● RECORDS SUPPLIED
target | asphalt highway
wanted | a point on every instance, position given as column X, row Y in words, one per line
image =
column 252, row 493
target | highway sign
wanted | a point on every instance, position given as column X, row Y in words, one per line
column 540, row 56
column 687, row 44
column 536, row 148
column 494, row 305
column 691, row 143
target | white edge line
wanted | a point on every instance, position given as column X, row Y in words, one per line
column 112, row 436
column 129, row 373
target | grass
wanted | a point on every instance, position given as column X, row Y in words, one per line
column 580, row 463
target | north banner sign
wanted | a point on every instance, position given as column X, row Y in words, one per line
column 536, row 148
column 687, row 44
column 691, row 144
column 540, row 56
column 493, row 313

● AIM OF THE EXERCISE
Express the lines above as a JSON list of strings, one string per line, leaving out any blank lines.

● FINAL RESULT
[
  "target | asphalt highway",
  "wanted | a point on every instance, position given as column X, row Y in words, one per line",
  "image =",
  "column 252, row 493",
  "target | highway sign",
  "wanted | a point on every instance, position given as column X, row Y in words, one per line",
  "column 540, row 56",
  "column 687, row 44",
  "column 536, row 148",
  "column 494, row 305",
  "column 691, row 143",
  "target | white edge line",
  "wanted | a point on every instance, position given as column X, row Y in words, one per line",
  "column 112, row 436",
  "column 129, row 373",
  "target | grass",
  "wanted | a point on every instance, position given as column X, row Y in words, one per line",
  "column 580, row 463",
  "target | north banner sign",
  "wanted | a point on every instance, position given as column X, row Y in words, one per line",
  "column 536, row 148",
  "column 687, row 44",
  "column 691, row 144",
  "column 540, row 56",
  "column 493, row 313"
]